*EXERCISE DESCRIPTION*: Report every line of the records below that contains the word "gravel", copying each such line in full.

--- begin ---

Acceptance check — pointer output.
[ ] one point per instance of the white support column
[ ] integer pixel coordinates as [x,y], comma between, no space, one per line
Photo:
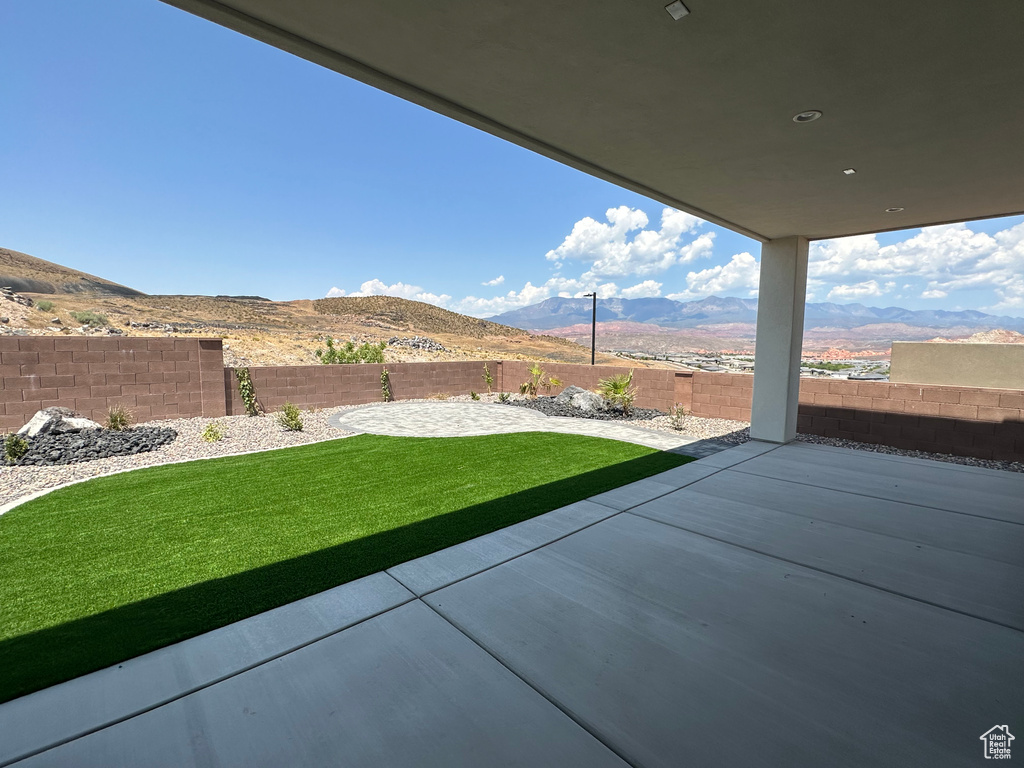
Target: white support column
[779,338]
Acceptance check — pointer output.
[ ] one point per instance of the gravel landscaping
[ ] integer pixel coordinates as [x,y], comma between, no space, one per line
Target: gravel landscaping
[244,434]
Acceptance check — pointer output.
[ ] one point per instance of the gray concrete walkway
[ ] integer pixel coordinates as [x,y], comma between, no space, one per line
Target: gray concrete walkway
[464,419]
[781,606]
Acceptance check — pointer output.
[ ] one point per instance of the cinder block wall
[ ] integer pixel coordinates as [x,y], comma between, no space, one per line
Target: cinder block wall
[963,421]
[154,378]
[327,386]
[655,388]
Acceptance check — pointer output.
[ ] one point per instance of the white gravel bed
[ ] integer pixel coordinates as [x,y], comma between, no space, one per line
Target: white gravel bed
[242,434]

--- end ---
--- begin ---

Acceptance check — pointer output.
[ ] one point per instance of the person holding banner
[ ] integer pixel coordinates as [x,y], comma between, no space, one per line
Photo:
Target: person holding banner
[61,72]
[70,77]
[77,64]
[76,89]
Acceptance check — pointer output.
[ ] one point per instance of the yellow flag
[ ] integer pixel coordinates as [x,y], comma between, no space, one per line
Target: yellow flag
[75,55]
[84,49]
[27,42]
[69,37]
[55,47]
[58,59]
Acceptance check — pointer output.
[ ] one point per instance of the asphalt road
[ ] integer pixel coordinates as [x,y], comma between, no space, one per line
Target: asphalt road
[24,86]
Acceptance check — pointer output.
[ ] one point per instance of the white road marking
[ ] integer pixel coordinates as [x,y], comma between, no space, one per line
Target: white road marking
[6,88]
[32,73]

--- end ---

*THE ANSWER*:
[ ] one point per instance of the gravel landscaping
Target: gravel landscaping
[ ] one point per instance of the white gravel bed
Target: white gravel bed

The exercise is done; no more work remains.